(Beginning of DATA TO PROCESS)

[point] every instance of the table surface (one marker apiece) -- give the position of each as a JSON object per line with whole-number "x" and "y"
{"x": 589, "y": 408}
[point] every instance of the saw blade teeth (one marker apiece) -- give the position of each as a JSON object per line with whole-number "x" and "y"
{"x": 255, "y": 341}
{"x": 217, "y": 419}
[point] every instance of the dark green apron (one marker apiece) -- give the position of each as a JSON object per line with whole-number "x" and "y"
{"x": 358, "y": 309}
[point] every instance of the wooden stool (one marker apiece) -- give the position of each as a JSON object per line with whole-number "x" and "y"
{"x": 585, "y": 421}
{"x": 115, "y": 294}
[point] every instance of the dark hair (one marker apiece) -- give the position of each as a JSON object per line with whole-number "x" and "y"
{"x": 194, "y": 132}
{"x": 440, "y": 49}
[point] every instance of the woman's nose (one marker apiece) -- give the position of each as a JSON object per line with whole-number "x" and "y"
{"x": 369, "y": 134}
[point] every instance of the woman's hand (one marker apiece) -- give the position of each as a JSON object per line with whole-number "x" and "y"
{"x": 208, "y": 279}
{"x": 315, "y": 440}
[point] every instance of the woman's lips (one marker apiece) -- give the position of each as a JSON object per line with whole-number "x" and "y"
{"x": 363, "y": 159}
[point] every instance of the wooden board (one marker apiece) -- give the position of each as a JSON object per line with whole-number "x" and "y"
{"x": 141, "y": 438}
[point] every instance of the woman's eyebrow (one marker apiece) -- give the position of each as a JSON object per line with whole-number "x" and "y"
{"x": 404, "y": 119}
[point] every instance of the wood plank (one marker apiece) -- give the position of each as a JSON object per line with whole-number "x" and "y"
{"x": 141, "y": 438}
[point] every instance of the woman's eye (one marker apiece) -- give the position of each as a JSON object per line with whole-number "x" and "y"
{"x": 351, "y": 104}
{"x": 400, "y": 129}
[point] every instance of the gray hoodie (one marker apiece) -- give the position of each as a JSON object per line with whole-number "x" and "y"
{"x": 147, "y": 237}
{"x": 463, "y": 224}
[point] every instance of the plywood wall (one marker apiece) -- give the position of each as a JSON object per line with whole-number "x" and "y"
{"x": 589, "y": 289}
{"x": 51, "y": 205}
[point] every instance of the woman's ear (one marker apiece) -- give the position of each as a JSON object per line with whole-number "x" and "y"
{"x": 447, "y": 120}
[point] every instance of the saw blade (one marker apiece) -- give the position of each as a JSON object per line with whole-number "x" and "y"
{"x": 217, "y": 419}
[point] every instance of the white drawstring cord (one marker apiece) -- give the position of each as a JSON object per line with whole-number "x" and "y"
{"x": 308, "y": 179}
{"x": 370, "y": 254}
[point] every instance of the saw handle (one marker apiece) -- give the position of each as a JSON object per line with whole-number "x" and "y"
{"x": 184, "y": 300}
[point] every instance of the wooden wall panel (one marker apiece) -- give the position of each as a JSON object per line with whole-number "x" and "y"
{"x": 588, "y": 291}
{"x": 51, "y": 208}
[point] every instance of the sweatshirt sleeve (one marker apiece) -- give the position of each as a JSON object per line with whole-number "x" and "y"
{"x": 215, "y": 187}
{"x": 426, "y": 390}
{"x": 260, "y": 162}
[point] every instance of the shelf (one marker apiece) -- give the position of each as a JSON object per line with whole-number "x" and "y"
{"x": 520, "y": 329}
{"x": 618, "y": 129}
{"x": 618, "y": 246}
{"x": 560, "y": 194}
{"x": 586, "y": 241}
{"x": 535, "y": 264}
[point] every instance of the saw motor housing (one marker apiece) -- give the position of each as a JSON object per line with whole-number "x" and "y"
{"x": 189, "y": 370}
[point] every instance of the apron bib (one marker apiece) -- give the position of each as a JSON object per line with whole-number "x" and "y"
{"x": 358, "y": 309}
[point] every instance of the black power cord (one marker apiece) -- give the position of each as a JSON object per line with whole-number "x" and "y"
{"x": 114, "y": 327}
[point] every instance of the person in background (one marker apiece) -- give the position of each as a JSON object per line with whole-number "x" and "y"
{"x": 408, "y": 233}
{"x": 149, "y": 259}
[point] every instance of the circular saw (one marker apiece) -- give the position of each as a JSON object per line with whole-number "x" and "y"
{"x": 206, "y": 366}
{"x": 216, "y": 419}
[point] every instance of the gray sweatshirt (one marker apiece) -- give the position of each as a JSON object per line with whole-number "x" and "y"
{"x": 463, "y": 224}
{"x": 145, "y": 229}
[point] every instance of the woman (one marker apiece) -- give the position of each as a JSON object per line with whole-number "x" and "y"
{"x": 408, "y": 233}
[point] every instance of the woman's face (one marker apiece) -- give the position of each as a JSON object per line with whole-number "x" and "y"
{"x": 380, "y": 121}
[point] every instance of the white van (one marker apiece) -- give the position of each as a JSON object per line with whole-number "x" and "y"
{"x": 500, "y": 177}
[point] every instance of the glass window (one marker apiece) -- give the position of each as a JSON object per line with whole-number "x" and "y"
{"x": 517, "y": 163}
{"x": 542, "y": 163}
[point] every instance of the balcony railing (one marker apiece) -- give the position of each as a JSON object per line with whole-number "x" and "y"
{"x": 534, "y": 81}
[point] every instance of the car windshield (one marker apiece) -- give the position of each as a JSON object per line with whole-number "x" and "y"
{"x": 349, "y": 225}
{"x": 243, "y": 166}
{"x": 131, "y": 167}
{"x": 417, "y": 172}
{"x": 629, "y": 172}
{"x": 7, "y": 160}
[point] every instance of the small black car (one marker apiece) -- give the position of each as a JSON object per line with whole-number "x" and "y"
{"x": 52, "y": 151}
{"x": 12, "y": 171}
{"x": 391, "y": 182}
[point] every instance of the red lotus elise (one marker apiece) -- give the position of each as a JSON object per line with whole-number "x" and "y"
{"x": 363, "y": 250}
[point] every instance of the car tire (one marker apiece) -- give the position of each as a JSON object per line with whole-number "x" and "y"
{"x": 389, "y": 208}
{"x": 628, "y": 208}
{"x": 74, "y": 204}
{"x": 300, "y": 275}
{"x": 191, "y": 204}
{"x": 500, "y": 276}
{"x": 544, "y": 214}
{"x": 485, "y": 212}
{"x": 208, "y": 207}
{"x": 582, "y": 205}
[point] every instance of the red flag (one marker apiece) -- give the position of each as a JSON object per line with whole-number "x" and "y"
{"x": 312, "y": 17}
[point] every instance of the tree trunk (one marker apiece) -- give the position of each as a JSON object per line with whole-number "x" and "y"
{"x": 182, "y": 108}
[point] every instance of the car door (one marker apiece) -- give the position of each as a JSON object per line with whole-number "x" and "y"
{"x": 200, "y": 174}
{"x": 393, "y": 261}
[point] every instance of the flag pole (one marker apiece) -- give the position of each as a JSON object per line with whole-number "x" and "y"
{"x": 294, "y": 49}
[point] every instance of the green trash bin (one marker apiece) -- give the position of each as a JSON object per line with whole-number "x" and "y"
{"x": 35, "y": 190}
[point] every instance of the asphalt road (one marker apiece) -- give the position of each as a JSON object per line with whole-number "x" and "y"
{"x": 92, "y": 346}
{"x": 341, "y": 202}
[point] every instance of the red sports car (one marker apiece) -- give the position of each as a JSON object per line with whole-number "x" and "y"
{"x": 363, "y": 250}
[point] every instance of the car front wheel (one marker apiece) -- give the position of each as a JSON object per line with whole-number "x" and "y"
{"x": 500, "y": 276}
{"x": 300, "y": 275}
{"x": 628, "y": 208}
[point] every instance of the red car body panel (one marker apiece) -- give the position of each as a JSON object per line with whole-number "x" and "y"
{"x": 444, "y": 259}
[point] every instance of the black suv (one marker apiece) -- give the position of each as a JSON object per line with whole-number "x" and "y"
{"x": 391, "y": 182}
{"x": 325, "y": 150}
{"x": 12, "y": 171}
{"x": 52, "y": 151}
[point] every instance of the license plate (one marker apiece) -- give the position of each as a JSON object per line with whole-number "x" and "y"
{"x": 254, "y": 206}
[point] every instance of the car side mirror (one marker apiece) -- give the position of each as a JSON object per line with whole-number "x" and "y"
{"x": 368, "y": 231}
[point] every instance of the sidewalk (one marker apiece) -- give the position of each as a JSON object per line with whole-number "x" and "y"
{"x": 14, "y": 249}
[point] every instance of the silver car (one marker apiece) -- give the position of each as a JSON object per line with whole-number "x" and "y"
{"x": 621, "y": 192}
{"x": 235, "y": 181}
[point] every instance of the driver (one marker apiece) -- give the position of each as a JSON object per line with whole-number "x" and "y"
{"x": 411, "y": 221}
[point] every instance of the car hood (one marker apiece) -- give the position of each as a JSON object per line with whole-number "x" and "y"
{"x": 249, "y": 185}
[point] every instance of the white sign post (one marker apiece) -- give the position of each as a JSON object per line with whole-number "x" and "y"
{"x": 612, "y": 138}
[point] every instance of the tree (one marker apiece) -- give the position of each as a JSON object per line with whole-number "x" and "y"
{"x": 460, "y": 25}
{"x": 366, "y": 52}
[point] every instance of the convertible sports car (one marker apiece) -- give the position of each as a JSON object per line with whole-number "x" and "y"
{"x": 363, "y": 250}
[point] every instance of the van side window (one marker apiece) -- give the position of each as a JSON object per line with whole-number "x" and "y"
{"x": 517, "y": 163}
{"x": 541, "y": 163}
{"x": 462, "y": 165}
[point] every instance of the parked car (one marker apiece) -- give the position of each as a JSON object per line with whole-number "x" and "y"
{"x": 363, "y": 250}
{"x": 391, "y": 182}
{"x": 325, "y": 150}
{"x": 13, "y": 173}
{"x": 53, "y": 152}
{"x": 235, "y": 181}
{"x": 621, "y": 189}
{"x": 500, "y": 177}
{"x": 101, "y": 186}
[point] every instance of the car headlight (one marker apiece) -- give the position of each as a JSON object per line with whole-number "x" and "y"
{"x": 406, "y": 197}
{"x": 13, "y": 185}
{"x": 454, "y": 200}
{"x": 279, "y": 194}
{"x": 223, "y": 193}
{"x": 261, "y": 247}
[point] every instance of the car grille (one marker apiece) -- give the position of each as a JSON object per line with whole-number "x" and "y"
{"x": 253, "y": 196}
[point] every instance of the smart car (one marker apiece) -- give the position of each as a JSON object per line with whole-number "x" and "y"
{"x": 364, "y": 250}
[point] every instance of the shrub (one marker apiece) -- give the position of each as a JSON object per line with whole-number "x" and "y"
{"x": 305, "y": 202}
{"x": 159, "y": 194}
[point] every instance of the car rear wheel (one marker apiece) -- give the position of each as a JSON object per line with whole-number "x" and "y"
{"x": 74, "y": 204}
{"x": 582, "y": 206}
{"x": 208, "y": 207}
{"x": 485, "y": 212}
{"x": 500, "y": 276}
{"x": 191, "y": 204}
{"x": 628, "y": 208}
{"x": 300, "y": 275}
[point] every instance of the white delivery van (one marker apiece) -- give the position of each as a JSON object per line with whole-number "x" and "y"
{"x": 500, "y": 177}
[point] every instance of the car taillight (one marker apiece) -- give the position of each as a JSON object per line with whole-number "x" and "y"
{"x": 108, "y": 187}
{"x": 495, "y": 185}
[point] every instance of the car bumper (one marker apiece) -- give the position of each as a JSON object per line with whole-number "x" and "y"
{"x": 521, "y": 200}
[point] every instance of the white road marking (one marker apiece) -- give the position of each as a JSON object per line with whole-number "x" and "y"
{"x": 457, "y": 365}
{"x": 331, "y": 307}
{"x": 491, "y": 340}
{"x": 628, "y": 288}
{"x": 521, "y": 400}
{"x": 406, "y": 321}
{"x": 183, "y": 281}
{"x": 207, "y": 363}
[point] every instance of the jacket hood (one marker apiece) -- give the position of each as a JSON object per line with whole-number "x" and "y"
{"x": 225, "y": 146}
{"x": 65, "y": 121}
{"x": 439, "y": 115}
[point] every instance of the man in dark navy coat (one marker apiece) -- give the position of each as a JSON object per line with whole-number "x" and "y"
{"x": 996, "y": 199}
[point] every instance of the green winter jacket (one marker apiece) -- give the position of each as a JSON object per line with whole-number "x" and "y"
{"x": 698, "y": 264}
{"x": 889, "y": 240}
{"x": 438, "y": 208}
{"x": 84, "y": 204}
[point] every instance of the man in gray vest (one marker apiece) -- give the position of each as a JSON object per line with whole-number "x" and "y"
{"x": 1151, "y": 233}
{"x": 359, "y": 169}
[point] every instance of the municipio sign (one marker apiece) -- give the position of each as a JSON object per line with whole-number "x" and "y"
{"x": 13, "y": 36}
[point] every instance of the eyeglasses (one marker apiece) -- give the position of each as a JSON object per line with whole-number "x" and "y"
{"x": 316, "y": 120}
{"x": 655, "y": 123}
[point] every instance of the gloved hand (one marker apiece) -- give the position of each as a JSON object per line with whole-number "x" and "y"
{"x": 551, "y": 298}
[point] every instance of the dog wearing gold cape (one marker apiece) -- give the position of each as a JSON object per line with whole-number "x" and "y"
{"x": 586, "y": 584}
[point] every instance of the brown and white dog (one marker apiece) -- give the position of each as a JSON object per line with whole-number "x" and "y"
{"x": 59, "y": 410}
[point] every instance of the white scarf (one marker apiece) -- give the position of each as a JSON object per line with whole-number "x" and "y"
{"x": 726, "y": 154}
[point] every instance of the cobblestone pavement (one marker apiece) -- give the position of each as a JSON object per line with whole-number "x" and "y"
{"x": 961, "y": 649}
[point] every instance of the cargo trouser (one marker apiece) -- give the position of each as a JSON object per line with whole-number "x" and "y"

(End of DATA TO PROCESS)

Find the line with "[point] every instance of the eyeglasses". Transcribe it and every line after it exactly, through the end of the records above, and nothing else.

SOLUTION FOR THIS EXERCISE —
[point] every instance of the eyeglasses (one marker apiece) -- give the position of each as a JSON object per line with whole-number "x" and "y"
{"x": 316, "y": 120}
{"x": 655, "y": 123}
[point] every instance of the gloved hand (one marker apiece) -- give the position of each as a JSON object per line with whole-number "x" and "y"
{"x": 551, "y": 298}
[point] every instance of the dog wearing gold cape (one marker apiece) -- give the position of each as a JSON object per line with whole-number "x" and "y"
{"x": 586, "y": 584}
[point] every instance of the brown and white dog (one marker apiece) -- give the position of each as a JSON object per line with whole-number "x" and "y"
{"x": 59, "y": 410}
[point] every instance of the white scarf (one marker apiece) -- give the position of each as a JSON object per line with whole-number "x" and "y"
{"x": 726, "y": 154}
[point] every instance of the cobblestone pavement (one marker apiece) -- give the position of each as a JSON object per line with whole-number "x" and "y"
{"x": 961, "y": 649}
[point] every instance of the cargo trouser (one marker apiece) -- give the position of each as a JSON object per line with whole-number "x" and "y"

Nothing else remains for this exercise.